GIVEN RECORDS: Begin
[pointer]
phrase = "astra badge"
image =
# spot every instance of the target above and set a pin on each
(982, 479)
GIVEN RECORDS: End
GIVEN RECORDS: Begin
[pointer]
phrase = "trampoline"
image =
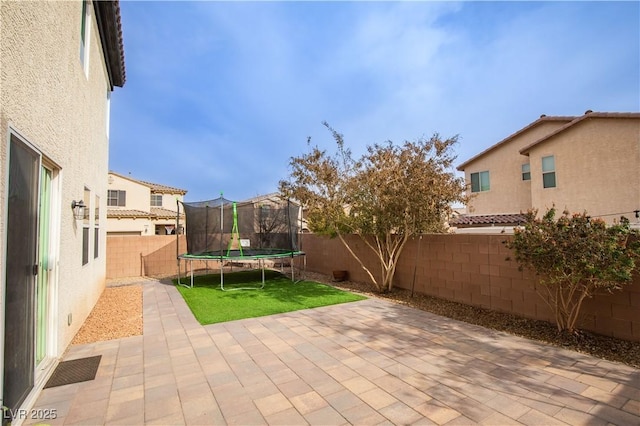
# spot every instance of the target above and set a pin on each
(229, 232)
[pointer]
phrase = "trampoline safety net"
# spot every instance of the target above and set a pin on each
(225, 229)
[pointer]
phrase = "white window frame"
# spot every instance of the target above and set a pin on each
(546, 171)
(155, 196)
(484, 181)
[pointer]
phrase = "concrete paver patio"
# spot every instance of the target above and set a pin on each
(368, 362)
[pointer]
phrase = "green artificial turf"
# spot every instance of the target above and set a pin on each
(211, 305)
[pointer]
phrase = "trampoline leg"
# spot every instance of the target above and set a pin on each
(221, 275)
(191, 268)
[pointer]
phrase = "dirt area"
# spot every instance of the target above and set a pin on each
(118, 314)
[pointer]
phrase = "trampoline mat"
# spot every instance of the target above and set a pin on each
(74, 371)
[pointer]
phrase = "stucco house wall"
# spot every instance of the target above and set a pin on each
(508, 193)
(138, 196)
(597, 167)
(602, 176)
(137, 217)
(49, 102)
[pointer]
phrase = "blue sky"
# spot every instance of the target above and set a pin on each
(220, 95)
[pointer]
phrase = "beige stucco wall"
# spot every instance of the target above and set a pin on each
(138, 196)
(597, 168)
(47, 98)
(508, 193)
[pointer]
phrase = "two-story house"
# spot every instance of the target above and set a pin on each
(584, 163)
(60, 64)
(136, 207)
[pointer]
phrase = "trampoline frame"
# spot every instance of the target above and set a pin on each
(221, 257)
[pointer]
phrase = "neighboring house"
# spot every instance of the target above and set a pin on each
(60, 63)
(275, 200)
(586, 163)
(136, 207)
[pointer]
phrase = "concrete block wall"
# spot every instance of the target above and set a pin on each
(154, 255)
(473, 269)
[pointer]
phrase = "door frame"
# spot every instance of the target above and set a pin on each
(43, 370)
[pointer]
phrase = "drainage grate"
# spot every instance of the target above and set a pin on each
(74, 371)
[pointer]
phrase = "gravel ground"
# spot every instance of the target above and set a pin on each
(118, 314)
GIVEN RECORDS: End
GIVEN RECORDS: Begin
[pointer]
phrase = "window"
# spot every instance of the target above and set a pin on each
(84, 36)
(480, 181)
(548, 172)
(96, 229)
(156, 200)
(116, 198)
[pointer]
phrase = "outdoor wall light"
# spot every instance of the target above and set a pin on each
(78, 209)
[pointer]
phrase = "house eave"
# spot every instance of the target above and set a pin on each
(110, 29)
GIVEN RECORDS: End
TASK ITEM>
Whenever the word "house" occurs in a line above, copy that line.

EXERCISE ANSWER>
phrase = "stucco house wall"
phrase = "two-story house"
phrase = "neighboring house"
phrase = "house eave"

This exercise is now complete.